■ INPUT FOR THIS TASK:
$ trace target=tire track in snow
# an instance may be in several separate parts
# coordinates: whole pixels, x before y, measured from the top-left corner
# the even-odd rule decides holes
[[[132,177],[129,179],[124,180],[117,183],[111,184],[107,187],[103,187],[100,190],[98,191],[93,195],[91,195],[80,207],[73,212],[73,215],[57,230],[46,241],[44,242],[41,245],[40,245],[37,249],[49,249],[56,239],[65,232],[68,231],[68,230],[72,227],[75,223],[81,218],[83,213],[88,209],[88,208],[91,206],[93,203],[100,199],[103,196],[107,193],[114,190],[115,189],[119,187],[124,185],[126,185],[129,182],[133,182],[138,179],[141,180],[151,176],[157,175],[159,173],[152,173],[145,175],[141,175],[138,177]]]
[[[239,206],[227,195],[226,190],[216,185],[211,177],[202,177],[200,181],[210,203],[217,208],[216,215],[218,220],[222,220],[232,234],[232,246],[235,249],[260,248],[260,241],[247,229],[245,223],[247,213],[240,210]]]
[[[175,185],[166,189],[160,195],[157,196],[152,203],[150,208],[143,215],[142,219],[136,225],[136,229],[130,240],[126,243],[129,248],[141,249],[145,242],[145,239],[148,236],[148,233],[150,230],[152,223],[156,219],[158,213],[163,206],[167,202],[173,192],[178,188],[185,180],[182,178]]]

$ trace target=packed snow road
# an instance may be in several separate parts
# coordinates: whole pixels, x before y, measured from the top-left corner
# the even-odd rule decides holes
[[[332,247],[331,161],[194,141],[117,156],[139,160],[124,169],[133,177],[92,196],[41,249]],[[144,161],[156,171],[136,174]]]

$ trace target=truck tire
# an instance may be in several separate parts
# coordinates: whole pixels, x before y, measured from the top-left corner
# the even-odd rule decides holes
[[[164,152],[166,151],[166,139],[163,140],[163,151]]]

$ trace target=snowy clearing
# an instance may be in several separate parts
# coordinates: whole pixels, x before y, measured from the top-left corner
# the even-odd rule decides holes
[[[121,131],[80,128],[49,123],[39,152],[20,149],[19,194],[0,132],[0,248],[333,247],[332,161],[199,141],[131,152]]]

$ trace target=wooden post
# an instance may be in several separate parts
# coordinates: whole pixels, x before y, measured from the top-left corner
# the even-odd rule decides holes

■ EXERCISE DIRECTIONS: Format the material as a Markdown table, starting at the line that contains "trace target=snowy clearing" and ending at the last line of the material. Use the columns Index and Entry for the row number and the line, and omit blank lines.

■ EXERCISE OUTPUT:
| Index | Entry |
|---|---|
| 1 | $ trace target=snowy clearing |
| 2 | # an instance may be in several separate parts |
| 3 | # coordinates: whole pixels, x before y, measured from the top-left corner |
| 4 | # the even-odd rule decides holes |
| 5 | [[[121,131],[80,128],[49,123],[39,152],[20,149],[19,194],[0,132],[0,248],[333,247],[332,161],[199,141],[131,152]]] |
| 6 | $ trace target=wooden post |
| 7 | # an instance may be in several separate parts |
| 8 | # coordinates: whole pixels, x before y, measured from the top-left corner |
| 9 | # the even-odd rule decides holes |